Document text:
Time after time, district judges will respond to a case challenging a Federal law by preventing its application not just to the parties before them or within their jurisdictions but nationwide.

During the last administration, Attorneys General Sessions and Barr issued policy and litigation guidance on the issue to try and pare it back. Senator Cotton introduced a bill to eliminate the practice by statute; and Chairman Graham was eager to move the Cotton bill, but Senate Democrats were not. In fact, their star witness in support of nationwide injunctions is now a Federal judge in the District of Columbia.

Rather than working with Republicans to eliminate a practice that gores the oxen of both parties, it turns out our colleagues prefer to preserve it just for themselves.

Now that nationwide injunctions are being used against the Biden administration, liberal allies in the academy and in the media have started to ``target single judge divisions,'' where they think conservative plaintiffs are likely to get favorable ratings from sympathetic judges.

The Democratic leader even wrote to the Judicial Conference demanding action against the scourge of judges who don't rule in favor of the Biden administration. In other words, he urged the Conference to keep the injunctions and just restrict the access to conservative judges.

It seems the Judicial Conference took the bait. On Tuesday, they instructed district courts to assign all cases seeking to invalidate State or Federal law randomly across the district in which they were brought. This will have no practical effect in the venues favored by liberal activists, but Democrats are salivating at the possibility of shutting down access to justice in the venues favored by conservatives.

Required actions:
A – In the remarks on nationwide injunctions, what did the Judicial Conference instruct district courts to do on Tuesday?
B – Repeat word for word the passage of the remarks on nationwide injunctions starting at "Rather than working" and ending at "from sympathetic judges.".

Excerpted records:
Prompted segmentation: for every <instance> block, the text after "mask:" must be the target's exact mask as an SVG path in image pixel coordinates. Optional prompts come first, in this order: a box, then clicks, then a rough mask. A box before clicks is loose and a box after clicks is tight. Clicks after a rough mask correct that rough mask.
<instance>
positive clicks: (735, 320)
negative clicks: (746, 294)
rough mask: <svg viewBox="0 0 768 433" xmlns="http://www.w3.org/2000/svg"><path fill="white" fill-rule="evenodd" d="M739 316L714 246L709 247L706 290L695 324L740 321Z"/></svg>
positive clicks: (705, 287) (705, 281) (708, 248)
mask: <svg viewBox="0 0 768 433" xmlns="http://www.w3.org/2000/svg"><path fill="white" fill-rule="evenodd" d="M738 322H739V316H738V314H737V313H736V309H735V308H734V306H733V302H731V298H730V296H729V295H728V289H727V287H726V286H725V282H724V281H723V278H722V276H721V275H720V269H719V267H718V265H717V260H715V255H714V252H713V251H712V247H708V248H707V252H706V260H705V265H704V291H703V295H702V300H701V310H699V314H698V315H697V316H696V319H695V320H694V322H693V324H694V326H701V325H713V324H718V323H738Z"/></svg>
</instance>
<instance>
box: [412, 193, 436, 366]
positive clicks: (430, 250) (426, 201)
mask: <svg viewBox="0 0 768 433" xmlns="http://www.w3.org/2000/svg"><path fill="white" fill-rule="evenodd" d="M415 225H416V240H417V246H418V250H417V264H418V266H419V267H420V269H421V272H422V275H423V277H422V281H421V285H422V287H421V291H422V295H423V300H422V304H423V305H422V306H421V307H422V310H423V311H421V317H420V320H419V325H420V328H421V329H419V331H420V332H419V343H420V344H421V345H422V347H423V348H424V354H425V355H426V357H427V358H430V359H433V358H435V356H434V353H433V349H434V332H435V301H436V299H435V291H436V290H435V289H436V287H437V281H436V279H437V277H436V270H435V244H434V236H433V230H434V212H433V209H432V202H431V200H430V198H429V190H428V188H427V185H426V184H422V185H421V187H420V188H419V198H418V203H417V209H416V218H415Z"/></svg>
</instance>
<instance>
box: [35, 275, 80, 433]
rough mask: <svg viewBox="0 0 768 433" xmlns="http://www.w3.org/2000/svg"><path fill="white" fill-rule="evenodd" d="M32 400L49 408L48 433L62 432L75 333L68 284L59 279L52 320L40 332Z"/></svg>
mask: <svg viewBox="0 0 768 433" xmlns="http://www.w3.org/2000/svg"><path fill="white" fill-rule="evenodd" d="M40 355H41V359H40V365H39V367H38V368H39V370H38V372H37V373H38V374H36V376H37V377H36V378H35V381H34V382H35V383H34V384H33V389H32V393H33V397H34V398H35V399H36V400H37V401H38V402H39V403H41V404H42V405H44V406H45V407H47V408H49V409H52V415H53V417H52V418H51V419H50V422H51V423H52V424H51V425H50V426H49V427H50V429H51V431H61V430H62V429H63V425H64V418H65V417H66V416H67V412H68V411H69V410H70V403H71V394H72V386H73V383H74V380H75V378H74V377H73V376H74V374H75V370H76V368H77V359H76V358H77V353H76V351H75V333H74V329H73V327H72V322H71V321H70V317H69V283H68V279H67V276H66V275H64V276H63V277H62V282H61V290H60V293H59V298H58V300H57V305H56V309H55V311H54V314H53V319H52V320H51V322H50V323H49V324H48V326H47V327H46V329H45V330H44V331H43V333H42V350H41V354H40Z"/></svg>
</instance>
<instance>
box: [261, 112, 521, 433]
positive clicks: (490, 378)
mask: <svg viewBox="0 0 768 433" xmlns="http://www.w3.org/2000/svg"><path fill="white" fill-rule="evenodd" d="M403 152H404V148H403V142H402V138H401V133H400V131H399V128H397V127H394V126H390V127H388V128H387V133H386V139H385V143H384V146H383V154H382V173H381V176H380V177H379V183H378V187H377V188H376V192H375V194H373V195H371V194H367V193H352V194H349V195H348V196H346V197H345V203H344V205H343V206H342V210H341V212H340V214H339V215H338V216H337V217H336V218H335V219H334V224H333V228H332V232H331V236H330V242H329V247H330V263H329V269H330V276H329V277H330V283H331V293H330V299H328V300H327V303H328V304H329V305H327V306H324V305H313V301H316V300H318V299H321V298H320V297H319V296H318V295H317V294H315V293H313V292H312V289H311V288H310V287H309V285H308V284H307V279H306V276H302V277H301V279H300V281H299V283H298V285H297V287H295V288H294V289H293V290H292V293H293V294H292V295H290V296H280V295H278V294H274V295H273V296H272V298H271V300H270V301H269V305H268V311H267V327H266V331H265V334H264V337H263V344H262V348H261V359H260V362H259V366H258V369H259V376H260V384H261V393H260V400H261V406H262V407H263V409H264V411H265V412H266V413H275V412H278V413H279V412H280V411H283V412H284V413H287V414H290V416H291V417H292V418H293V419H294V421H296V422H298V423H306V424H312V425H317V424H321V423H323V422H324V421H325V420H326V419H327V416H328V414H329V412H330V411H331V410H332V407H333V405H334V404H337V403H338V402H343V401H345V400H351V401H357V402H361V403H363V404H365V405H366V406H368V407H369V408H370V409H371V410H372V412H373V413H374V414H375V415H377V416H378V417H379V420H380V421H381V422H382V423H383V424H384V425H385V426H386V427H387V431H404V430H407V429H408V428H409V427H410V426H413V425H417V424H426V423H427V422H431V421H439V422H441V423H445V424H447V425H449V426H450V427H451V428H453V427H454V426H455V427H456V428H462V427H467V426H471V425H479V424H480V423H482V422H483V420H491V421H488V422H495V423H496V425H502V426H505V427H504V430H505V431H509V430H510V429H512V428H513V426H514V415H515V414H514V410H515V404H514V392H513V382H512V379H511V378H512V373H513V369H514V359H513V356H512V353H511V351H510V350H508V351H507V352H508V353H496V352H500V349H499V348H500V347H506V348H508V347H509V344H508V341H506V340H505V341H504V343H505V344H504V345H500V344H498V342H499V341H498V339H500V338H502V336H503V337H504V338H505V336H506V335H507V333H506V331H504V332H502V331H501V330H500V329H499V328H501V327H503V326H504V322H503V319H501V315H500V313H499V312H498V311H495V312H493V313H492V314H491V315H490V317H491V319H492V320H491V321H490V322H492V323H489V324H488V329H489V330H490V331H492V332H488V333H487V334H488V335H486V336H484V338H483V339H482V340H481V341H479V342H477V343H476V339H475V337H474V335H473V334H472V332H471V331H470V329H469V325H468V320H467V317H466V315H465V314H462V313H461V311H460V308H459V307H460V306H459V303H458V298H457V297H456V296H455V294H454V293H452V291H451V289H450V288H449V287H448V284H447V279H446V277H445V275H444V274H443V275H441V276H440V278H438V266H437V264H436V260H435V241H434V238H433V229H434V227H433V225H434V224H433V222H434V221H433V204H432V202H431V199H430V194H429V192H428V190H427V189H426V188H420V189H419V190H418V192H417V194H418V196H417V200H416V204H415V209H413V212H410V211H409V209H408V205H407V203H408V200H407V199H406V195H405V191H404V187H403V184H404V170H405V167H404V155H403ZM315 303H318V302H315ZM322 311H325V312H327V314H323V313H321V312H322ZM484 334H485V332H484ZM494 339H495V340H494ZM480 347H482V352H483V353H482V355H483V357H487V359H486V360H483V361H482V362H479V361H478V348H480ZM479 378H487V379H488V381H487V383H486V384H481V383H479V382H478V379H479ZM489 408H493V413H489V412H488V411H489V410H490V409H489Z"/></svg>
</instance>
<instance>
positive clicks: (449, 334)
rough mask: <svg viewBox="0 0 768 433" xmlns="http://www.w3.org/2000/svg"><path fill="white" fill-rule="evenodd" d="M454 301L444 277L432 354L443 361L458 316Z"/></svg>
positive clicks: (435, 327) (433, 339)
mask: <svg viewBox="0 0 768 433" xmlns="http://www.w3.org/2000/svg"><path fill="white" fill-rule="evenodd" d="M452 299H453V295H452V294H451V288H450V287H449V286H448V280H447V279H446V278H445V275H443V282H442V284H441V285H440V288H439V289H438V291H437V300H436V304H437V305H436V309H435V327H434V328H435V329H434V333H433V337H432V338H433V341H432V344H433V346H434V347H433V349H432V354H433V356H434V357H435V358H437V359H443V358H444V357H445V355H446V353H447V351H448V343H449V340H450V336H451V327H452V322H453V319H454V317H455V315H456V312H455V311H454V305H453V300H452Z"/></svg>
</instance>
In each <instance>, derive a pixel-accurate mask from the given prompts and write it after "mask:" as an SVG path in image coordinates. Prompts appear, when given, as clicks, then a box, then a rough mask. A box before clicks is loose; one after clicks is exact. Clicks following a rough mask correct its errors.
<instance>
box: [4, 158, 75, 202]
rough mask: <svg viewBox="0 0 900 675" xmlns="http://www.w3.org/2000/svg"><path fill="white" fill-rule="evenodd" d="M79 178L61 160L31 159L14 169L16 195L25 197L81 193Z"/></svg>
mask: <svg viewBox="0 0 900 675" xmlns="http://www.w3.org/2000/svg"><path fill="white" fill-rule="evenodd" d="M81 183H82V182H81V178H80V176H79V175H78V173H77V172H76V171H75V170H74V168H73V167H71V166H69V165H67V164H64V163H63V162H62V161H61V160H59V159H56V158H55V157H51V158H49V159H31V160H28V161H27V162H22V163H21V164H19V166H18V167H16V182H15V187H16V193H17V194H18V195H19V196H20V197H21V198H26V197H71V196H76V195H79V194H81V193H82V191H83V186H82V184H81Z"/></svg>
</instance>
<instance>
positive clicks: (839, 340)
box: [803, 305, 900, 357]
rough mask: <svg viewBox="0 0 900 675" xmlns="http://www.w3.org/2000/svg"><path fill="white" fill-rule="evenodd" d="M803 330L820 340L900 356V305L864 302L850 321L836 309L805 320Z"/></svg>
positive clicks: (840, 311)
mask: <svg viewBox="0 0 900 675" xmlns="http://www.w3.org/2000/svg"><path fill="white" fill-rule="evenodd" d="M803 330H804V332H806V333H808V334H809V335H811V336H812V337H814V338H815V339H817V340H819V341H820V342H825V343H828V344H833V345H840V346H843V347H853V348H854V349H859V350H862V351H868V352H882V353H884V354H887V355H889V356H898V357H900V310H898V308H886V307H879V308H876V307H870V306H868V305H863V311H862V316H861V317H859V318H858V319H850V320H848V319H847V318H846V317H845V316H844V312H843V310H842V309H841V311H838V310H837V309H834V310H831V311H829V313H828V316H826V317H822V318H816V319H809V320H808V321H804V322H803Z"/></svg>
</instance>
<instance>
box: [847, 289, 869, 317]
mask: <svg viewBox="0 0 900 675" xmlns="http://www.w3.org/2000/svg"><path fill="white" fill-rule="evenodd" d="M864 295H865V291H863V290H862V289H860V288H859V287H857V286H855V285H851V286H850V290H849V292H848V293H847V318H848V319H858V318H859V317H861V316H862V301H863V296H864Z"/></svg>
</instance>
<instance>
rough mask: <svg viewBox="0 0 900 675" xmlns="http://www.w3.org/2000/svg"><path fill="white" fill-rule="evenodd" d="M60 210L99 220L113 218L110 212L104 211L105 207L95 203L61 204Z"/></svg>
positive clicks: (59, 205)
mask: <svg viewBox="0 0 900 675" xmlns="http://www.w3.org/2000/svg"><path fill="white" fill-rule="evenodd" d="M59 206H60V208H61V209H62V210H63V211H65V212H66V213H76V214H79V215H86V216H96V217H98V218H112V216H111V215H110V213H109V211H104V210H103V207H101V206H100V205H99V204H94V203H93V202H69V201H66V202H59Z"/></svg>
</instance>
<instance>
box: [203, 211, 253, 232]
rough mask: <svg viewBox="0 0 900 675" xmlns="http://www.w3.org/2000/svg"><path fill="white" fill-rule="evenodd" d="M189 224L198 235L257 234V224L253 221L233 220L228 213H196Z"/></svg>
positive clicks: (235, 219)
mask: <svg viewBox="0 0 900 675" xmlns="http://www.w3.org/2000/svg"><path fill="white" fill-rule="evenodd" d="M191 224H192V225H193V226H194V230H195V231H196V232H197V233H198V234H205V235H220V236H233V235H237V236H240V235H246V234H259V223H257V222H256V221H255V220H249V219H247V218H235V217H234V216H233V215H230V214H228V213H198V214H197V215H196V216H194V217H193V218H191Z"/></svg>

Answers to the tasks:
A – To assign all cases seeking to invalidate State or Federal law randomly across the district in which they were brought.

B –
Rather than working with Republicans to eliminate a practice that gores the oxen of both parties, it turns out our colleagues prefer to preserve it just for themselves.

Now that nationwide injunctions are being used against the Biden administration, liberal allies in the academy and in the media have started to ``target single judge divisions,'' where they think conservative plaintiffs are likely to get favorable ratings from sympathetic judges.